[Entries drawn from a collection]
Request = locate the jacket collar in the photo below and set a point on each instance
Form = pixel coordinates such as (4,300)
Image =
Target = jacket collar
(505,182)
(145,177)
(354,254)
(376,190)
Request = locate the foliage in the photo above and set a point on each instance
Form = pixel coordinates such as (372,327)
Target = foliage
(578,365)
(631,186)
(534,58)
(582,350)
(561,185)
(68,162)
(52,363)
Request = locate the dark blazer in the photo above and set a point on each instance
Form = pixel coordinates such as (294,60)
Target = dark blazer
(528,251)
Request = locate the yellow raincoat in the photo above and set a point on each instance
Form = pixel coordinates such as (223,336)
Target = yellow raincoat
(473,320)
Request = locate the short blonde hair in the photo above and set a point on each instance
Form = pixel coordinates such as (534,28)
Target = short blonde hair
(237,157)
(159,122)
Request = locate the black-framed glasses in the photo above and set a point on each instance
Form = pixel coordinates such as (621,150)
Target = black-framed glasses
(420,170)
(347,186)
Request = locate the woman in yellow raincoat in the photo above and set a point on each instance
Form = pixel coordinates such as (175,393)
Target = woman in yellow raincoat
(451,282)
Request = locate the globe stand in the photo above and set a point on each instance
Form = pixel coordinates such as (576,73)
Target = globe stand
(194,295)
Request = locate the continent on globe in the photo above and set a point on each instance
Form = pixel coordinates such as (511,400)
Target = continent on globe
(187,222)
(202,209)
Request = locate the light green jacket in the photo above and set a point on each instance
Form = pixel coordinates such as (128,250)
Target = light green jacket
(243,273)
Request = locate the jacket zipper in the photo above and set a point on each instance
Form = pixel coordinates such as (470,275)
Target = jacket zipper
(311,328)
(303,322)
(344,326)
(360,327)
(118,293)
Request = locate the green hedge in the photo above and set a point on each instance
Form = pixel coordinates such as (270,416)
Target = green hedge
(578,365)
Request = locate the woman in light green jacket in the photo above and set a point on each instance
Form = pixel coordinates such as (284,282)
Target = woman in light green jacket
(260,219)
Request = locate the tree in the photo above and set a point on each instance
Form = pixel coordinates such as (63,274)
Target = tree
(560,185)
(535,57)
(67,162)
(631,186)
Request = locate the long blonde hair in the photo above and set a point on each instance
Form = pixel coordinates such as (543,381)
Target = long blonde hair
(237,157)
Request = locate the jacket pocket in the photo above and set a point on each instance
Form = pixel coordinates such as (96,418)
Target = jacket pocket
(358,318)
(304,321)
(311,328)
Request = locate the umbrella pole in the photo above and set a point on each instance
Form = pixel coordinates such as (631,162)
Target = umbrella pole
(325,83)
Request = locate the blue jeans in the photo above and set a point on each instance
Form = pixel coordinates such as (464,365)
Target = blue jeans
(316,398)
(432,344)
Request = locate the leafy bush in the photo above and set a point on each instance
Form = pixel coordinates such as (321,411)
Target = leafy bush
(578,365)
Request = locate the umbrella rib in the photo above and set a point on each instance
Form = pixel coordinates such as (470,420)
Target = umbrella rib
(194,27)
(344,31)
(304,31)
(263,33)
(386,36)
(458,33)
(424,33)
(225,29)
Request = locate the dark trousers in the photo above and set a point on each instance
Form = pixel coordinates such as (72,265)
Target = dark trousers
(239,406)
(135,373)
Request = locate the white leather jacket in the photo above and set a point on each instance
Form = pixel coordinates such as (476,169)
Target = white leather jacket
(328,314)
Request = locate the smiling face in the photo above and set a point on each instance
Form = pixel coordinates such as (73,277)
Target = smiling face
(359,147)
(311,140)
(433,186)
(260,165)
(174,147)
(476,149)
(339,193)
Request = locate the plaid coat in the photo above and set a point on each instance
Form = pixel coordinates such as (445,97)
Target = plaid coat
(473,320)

---

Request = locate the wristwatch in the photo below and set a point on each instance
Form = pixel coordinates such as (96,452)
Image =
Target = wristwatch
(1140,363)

# WORK TO BE COMPLETED
Extract every line of the listing above that contains the word "blazer", and copy each of those lines in full.

# IN RESPONSE
Request = locate the dark blazer in the photo above and set a point on each instance
Target = dark blazer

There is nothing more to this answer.